-- start DOCUMENT EXTRACT --

Comment 23 Adam Williamson 2012-11-16 00:51:35 UTC
oh, resync is in progress in both the f17 and f18 cases when partitioning happens, note.

Comment 24 Adam Williamson 2012-11-16 23:25:49 UTC
Further info asked for by dlehman: after the bug happens, manually running the wipefs command from ctrl-alt-f2 results in the same error. I'll attach the result of running 'ps aux' at that point.

I will wait out the resync process and see if the command succeeds after that.

Comment 25 Adam Williamson 2012-11-16 23:27:46 UTC
Created attachment 646653 [details]
ps aux output after the bug happens (and while the command is still erroring when run manually)

Comment 26 Adam Williamson 2012-11-17 02:05:30 UTC
after waiting out resync, wipefs still fails. and if I reboot and re-attempt the install, without resync happening at all during the install process, I still hit this tb. So it's not resync interfering, it's something else.

-- end DOCUMENT EXTRACT --

PROBLEMS TO SOLVE →
1) Answer these questions about the bug thread:
(a) According to Comment 23, when is resync in progress in both the f17 and f18 cases?
(b) In Comment 24, from which console is the wipefs command run manually?
(c) What does Comment 26 conclude about resync?
2) Carry the bug thread forward past its final comment.

-- start SUPPLIED ENTRIES --

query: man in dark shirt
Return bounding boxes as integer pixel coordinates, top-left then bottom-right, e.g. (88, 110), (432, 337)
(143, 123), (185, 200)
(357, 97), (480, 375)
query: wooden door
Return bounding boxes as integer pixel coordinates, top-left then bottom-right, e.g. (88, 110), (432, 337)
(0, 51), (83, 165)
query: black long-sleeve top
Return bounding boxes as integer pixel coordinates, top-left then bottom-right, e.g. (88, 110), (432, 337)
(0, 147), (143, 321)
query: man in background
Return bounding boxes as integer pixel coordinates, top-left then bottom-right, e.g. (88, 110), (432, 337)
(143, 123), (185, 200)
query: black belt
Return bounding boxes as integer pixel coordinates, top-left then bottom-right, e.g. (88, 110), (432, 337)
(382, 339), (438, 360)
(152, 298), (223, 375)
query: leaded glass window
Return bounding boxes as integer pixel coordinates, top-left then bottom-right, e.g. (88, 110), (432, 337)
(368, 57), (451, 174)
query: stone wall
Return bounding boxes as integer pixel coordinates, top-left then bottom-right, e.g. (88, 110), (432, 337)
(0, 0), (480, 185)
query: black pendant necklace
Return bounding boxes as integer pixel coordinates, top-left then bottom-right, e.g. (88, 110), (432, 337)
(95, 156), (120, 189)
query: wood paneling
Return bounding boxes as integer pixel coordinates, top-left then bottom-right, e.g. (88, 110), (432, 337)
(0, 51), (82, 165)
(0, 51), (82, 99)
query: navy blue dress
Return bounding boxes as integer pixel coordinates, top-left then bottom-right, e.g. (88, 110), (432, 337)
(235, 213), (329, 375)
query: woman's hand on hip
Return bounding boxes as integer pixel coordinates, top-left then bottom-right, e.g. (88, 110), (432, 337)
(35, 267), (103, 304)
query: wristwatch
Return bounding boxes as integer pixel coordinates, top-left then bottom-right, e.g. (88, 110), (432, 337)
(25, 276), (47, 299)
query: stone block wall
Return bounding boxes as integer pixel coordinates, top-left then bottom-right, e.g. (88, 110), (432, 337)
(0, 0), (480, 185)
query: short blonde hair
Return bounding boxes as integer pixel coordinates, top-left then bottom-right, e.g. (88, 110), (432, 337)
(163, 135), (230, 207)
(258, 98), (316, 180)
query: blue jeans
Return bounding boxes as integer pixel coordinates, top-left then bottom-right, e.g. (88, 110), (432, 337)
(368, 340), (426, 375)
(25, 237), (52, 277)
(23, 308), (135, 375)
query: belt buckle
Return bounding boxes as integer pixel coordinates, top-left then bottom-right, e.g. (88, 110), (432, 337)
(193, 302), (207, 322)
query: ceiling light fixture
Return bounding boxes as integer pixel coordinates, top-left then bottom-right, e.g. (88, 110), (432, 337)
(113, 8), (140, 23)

-- end SUPPLIED ENTRIES --

ANSWER LIST →
1)
(a) When partitioning happens.
(b) From ctrl-alt-f2.
(c) Resync is not what is interfering; the cause is something else.

2)
Comment 27 Adam Williamson 2012-11-17 02:57:38 UTC
This doesn't happen with a softraid install on the same system, btw. pretty different case, but we thought it might be useful data.

Comment 28 Jes Sorensen 2012-11-19 10:10:06 UTC
Can you provide the output of /proc/mdstat?

Thanks,
Jes

Comment 29 Jes Sorensen 2012-11-19 10:12:26 UTC
In addition, please check that mdmon is indeed running:

ps aux | grep dmon 

Don't grep for mdmon as it may be @dmon if launched with --off-root

Jes

Comment 30 Jes Sorensen 2012-11-19 11:37:05 UTC
Adam,

When you say the array never had any data on it - do you mean it had never
been created as a RAID array and you just created the container in the BIOS,
or did you have the RAID-1 array already created?

Testing with an IMSM setup here with two RAID-1 arrays on it, I don't see
the problem you report.

Jes

Comment 31 Jes Sorensen 2012-11-19 12:29:13 UTC
Note here it runs wipefs like this

wipefs -a /dev/md/IMSM00_0p3

Comment 32 Adam Williamson 2012-11-19 16:14:04 UTC
jes: happens either way, for me. but mostly I've been testing with a completely freshly created array - go into the Intel RAID bios, remove the existing array, reboot (probably not necessary but eh) create a new array, boot straight into the installer and try to install.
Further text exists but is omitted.